〇定年後週三日勤務聞法中心の生活7年目となりましたが、昨年から職場と自宅との生活となり、聞法会、学習会の多くがzoom、YouTube等となり、当初仮想空間に違和感を覚えながらも他に機会が無いため、此方での聞法となりました。真宗会館日曜礼拝、教学館、相念学舎、まくはり会、サムドラの会、暁の会、役員会に参加しながらも、本山、別院、大谷専修学院、愚深会、真宗学寮、ねこれこ法話会、直七大学等での多くの出合いがありました。
○最近、思うことは、父母を亡くして悲しみと不安の中にいる私に祖母が語った、「親孝行は親が亡くなっても出来る」の言葉と「無明長夜の燈炬なり 智眼くらしとかなしむな 生死大海の船筏なり 罪障おもしとなげかざれ」(『真宗聖典』503頁「三帖和讃正像末」)の和讃でした。前者は私の悲しさの次元を超えた不可解な言葉として、後者にはなぜか心に響く悲しみと有難さとを感じました。また、幼少の頃、「能力や才能に関わらず誰でもがそのままで救われるという道理があるはずだ」との直観とそのことを伝える事の大切さの発見の感覚でした。「善知識『もとの阿弥陀のいのちへ帰せよ』とおしうるをききて、帰命無量寿覚しつれば、『わがいのちすなわち無量寿なり』と信ずるなり。」(『真宗聖典』959頁「安心決定紗」)
小学校算数で自分の時間感覚と時計の針が示す時間とに違和感があり、時計の動きを理解できずにいましたが、或る時、「お前の感覚はそのとおりでいいのだが、世の中はこの時計の針を世の中の時間として生活しているんだよ」と言われた郷里の人の言葉を思いおこします。後年、祖母の言葉は聞法の歩みとして、幼少期の感覚は、教えや教学の学びの中で、その感覚とそれらを覆って生活している日々の不確かさとを仏法の中で教わっています。
○「常行大悲」は私には「大悲無倦常照我」と郷里の士徳で生を受けての歩みと感じられ、「徳号の慈父ましまさずは能生の因闕けなん。光明の悲母ましまさずは所生の縁乖きなん。能所の因縁、和合すべしといえども、信心の業識にあらずは光明士に到ることなし。真実信の業識、これすなわち内因とす。光明名の父母、これすなわち外縁とす。内外の因縁和合して、報士の真身を得証す。」(『真宗聖典』190頁「教行信証(行)」)のお言葉に感動した若き日を思い起こさせます。
○今後は現代社会を歩む中で、有縁の人々と共に「真宗を語り得るのか」を問うて行きたいと思います。

[短い課題 A]: 「short」という文字列を含む行をすべて抜き出してください。大文字と小文字は区別します。

[行の一覧]:
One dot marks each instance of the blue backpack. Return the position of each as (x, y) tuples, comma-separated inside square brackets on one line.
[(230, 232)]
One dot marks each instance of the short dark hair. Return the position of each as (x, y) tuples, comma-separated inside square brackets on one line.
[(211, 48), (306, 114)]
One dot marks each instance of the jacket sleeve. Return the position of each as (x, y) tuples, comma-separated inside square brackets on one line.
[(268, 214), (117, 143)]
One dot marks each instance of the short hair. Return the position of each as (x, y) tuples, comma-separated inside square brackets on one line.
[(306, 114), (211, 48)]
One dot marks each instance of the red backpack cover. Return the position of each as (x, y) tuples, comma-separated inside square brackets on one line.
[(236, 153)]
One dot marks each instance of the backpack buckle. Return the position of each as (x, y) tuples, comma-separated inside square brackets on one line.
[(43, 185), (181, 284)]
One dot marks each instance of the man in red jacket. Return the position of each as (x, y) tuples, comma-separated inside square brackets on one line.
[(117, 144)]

[短い課題 B]:
本文について、次の問いに答えてください。
(i) 定年後は週に何日勤務していると書かれていますか。
(ii) 父母を亡くした時に祖母が語った言葉は何ですか。
(iii) 今後、有縁の人々と共に何を問うて行きたいと述べていますか。

[課題の解答 A]:
One dot marks each instance of the short dark hair. Return the position of each as (x, y) tuples, comma-separated inside square brackets on one line.
One dot marks each instance of the short hair. Return the position of each as (x, y) tuples, comma-separated inside square brackets on one line.

[課題の解答 B]:
(i) 週三日勤務している。
(ii) 「親孝行は親が亡くなっても出来る」という言葉である。
(iii) 「真宗を語り得るのか」を問うて行きたいと述べている。